Assigned task:
Once you reach the line containing "Where can you see the wooden post", reproduce it and every later line exactly, through the end of the data.

Data to examine:
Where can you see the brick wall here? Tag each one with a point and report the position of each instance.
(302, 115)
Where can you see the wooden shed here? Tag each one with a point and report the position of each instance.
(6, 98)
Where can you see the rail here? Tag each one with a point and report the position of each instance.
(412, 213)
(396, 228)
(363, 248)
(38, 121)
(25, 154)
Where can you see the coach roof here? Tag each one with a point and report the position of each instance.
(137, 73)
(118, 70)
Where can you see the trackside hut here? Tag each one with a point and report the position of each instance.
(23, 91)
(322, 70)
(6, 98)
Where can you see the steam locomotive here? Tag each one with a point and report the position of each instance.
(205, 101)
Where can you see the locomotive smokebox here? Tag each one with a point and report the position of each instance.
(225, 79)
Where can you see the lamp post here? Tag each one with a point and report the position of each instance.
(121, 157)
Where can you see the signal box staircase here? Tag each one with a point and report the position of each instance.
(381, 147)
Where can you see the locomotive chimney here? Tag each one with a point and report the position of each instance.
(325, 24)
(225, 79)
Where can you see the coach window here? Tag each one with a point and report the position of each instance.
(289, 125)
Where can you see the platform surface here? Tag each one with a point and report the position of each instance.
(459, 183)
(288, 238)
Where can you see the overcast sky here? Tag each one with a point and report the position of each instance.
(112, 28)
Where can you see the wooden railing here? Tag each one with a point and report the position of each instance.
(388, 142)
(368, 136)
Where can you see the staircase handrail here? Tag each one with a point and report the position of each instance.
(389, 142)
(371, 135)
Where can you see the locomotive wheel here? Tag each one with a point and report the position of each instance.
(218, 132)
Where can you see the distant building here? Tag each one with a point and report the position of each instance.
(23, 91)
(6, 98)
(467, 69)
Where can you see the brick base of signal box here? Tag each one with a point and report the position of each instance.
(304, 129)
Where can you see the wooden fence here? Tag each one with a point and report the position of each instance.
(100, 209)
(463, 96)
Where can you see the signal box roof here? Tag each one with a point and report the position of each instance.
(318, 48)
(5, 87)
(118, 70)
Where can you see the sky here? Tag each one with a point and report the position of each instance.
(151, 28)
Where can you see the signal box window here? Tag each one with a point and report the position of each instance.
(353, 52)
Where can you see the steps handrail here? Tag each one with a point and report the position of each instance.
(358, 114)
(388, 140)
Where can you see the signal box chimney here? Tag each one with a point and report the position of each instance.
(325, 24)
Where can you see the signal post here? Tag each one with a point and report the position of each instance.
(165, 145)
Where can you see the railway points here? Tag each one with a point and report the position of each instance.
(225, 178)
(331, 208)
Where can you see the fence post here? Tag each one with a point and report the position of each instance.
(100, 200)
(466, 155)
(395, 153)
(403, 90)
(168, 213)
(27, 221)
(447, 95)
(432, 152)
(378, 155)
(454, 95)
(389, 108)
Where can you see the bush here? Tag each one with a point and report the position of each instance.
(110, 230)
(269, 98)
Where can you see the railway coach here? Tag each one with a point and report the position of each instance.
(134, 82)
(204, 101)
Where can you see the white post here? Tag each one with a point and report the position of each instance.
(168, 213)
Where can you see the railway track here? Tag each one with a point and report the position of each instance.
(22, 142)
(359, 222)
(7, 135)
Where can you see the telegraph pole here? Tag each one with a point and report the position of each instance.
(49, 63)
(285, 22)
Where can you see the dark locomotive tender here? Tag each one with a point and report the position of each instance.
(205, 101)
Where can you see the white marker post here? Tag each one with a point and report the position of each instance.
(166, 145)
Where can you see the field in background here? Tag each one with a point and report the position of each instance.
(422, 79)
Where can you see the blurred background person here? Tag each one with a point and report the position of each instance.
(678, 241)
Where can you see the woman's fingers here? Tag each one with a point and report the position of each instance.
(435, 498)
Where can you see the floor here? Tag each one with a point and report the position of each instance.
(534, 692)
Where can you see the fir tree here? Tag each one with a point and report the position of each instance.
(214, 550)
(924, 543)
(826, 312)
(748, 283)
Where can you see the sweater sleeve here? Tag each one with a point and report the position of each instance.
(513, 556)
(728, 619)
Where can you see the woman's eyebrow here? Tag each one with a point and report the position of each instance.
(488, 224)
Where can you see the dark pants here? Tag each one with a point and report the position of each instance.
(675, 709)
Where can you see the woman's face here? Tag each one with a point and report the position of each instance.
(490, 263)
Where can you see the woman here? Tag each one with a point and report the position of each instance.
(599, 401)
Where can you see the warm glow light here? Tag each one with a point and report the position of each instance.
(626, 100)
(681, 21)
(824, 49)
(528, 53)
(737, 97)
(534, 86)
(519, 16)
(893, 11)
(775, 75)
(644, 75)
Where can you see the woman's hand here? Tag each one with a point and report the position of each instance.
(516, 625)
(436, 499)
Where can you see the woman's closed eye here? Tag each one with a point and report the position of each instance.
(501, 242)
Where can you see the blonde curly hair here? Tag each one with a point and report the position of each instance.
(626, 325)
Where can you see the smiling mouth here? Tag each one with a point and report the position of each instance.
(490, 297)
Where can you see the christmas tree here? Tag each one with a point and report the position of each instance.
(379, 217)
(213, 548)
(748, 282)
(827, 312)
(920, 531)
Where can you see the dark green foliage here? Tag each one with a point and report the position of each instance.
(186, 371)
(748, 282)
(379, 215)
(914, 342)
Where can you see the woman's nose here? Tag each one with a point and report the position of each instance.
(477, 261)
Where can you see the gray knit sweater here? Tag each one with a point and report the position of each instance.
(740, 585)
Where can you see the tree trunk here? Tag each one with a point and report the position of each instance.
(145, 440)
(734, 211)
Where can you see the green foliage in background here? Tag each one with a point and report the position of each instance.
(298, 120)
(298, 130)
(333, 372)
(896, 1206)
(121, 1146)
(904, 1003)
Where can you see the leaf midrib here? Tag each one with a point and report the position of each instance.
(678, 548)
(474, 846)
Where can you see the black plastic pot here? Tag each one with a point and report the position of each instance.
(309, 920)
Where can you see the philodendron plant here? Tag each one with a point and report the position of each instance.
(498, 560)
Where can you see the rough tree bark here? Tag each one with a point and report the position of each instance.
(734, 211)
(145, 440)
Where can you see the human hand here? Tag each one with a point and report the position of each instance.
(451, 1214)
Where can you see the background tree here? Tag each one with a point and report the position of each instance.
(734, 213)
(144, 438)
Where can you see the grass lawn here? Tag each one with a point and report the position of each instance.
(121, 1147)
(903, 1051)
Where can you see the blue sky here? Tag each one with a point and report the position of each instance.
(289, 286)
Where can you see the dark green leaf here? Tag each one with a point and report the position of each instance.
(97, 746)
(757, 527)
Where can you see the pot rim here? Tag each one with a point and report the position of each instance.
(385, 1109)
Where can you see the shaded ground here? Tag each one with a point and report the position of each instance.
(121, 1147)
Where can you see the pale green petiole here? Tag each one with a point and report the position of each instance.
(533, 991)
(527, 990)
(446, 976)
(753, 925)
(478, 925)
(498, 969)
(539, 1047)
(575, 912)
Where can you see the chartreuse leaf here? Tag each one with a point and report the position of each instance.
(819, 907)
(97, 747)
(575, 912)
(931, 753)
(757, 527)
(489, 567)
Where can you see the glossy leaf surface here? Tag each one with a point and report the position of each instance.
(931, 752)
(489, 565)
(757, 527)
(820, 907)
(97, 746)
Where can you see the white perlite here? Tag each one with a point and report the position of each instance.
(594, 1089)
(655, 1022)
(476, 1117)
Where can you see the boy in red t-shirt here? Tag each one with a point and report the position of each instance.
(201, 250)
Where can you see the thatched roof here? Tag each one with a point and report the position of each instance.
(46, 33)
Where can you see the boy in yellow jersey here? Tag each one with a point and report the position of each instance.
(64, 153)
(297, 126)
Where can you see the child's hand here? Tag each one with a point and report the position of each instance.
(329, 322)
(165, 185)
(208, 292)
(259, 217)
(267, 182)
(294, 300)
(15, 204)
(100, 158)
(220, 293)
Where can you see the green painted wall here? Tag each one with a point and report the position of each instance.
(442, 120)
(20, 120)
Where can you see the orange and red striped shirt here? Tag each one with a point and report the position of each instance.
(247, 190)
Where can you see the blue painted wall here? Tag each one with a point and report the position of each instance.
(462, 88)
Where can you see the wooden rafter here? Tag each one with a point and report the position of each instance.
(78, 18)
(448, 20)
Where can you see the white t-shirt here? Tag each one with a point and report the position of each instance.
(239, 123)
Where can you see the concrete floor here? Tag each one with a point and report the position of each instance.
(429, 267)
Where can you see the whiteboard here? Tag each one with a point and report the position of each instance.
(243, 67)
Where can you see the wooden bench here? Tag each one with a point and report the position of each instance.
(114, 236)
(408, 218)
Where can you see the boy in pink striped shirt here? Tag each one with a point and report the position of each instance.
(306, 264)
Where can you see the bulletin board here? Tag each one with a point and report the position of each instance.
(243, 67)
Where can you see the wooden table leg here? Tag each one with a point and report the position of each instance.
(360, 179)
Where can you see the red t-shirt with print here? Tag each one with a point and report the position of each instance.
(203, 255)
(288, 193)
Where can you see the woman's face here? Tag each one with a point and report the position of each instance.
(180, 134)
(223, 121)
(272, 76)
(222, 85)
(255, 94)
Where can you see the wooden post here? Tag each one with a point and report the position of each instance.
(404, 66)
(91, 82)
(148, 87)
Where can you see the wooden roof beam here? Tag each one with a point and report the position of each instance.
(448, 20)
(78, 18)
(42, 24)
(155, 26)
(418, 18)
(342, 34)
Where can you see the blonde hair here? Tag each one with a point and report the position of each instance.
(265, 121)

Task output:
Where can you see the wooden post here? Tag each one with a point and report the position of each instance.
(404, 66)
(91, 82)
(148, 87)
Where can you see the wooden roof beam here? Tag each one with a point and report the position of each instance.
(448, 20)
(78, 18)
(42, 24)
(155, 26)
(418, 18)
(342, 34)
Where can you see the blonde hair here? Tag each one with a point and report the position of each instance.
(265, 121)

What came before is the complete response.